> _Task to complete_
Gather every line in the rows below that contains the word "jacket" and copy each such line in full. Matching is case-sensitive.

> _Material for this task_

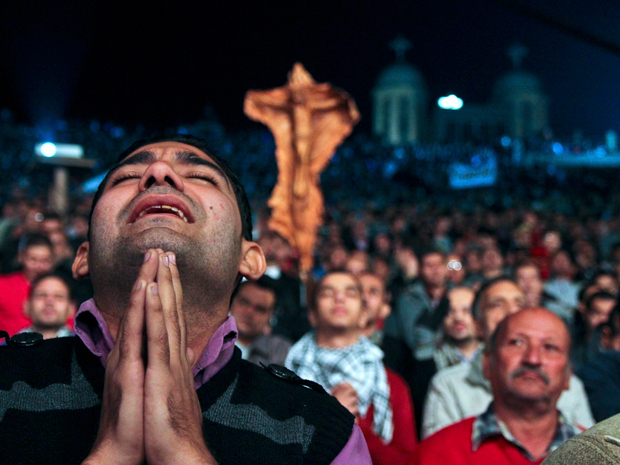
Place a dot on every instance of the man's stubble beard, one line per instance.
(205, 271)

--

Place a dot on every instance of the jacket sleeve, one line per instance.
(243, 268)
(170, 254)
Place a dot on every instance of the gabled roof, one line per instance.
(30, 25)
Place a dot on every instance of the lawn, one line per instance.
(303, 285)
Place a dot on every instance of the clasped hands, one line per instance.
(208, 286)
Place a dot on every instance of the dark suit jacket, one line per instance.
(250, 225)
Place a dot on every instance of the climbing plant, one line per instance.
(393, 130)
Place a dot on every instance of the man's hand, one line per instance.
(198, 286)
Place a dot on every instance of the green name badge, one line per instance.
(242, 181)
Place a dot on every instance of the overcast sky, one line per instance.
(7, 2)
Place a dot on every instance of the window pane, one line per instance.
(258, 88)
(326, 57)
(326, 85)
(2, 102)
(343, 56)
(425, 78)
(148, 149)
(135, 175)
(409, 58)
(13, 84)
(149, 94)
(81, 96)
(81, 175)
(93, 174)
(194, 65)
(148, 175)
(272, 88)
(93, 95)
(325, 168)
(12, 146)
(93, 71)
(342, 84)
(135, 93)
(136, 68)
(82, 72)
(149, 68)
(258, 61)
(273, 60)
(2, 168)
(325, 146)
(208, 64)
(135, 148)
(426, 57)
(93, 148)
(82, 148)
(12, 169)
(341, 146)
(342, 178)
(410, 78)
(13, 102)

> _Result_
Place a dot on every instance of the jacket sleeve, one line per instance.
Place a dot on every instance of the dark suit jacket, one line per instance.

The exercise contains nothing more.